=== DOCUMENT EXCERPT ===

Baffling Chavista Imbecility du Jour

El Universal sez:
The Venezuelan Central Bank, the National Institute of Statistics and various executive branch agencies are developing new mechanisms to measure the impact of the government's social programs.

Referring to the effects of Mision Mercal on inflation, Minister for Nutrition Erika Farías, said "the current indices and methods are neither ours nor caribbean. They are imported from elsewhere." On that basis, and following the head of state's innitiative, "we have to invent the indices to measure the revolution." She added that this is a very complicated matter, and they will have to take into account variables such as "mathematics and love."

The Antidote to Petropopulism

Here's a question I've been mulling: is Mi Negra, Manuel Rosales' plan to hand out a portion of Venezuela's oil rents directly to poor families via a debit card, a populist proposal?

That, certainly, is how Vicepresident José Vicente Rangel, feigning unawareness of the massive glass palace chavismo inhabits on this topic, described it: "pure populism." Is that so?

Petropopulism: as Venezuelan as papelón con limón
In Venezuelan political economy, populism has a specific meaning. It describes the quid pro quo whereby politicians dole out oil rents selectively to their supporters in return for, well, political support. This is what I've called the Petrostate Trick: "turning oil money into political power - or, more precisely, turning control of the state’s oil money into control of the state - in a self-perpetuating cycle."

That chavismo's power is based largely on this sort of petropopulist arrangement seems really, really obvious to me. But that's nothing new: every Venezuelan government since at least the Trienio (1945-1948) has sustained its support through some twist on the petrostate trick. Medina and Pérez Jiménez had the Banco Obrero, CAP had Corpomercadeo and Chávez has Mercal. The cronies have changed over the years; the underlying mechanism hasn't.

The system works by distributing oil rents selectively, channeling the money primarily to your own political supporters. In this way, you set up an incentive structure that helps perpetuate the party in power, rewarding support for the official line and punishing dissent.

Mi Negra's sotto voce radicalism
By this reckoning, Mi Negra is not a populist proposal. Just the opposite: as billed, it constitutes a radical challenge to the deeply entrenched petropopulist mindset.

=== WRITTEN INSTRUCTION A ===
Copy the passage of the petropopulism post between "The Antidote to" and "a populist proposal?", inclusive, with no changes.

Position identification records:
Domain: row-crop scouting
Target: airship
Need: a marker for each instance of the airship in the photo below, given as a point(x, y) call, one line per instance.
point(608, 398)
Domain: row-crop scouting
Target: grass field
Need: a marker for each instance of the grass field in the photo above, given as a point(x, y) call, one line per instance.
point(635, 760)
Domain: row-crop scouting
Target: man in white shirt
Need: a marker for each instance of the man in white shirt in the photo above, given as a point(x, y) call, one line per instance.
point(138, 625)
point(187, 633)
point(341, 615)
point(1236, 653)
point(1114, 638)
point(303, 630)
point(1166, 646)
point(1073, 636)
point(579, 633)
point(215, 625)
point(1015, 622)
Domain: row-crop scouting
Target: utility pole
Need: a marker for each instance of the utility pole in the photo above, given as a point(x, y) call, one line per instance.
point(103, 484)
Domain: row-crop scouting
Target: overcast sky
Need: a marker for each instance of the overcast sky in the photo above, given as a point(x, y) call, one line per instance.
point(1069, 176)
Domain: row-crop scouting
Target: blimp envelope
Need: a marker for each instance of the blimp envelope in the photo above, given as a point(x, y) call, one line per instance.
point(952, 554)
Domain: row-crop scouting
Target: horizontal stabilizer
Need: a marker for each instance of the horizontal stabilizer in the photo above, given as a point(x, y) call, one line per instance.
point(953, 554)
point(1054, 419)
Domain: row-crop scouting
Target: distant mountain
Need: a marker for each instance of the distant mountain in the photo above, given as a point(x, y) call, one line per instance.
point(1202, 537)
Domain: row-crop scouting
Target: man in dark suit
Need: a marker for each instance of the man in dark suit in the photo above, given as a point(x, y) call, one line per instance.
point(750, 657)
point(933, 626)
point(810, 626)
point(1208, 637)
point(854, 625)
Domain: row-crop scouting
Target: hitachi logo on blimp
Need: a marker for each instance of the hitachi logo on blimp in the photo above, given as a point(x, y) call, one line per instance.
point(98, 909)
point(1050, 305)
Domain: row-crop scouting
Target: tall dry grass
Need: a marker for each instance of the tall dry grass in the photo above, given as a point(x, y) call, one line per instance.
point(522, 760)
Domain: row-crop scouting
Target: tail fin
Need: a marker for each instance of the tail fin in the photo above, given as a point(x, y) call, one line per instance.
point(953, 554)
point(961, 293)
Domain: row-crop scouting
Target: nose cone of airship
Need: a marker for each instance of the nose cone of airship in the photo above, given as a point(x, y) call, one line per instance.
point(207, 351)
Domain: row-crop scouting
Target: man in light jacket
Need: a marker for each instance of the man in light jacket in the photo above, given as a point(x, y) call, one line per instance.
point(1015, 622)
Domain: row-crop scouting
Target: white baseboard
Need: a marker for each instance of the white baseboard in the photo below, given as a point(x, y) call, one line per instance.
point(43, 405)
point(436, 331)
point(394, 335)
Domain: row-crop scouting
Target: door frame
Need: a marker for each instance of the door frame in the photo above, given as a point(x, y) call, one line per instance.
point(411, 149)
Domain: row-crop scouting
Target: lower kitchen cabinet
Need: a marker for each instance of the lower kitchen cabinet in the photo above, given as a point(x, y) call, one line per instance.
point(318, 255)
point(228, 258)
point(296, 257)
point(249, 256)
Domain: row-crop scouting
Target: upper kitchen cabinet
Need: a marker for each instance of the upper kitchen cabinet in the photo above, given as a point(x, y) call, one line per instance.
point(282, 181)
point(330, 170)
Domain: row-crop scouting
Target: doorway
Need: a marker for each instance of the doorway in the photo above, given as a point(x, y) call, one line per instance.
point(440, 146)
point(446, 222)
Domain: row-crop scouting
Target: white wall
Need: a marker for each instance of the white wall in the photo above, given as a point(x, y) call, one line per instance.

=== WRITTEN INSTRUCTION B ===
Select every line of the records that contains the string "utility". Matching is case-sensitive.

=== RESULT A ===
The Antidote to Petropopulism

Here's a question I've been mulling: is Mi Negra, Manuel Rosales' plan to hand out a portion of Venezuela's oil rents directly to poor families via a debit card, a populist proposal?

=== RESULT B ===
Target: utility pole
Need: a marker for each instance of the utility pole in the photo above, given as a point(x, y) call, one line per instance.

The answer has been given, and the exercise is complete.